The answer must consist of every line below that holds the word "fence".

→ Material supplied
⟨

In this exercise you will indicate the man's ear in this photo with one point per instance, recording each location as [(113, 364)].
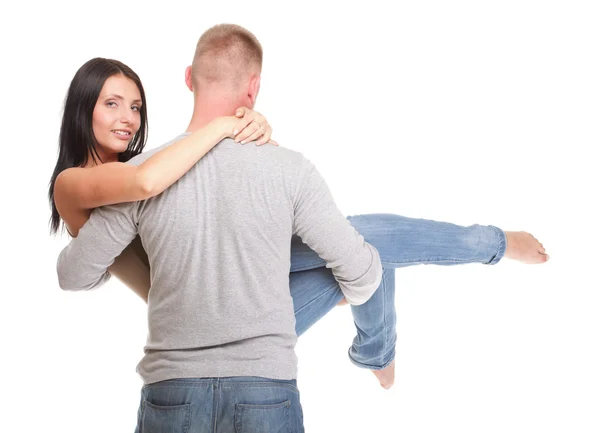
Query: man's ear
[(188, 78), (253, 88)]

⟩
⟨

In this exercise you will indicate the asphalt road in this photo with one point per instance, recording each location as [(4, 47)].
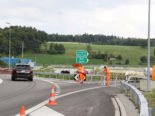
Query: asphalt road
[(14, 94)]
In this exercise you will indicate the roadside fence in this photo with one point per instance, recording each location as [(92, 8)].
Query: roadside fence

⟩

→ Task output
In this exercise you will indicate the roadside fence in this photo with one point per instance, recording each location as [(92, 8)].
Query: roadside fence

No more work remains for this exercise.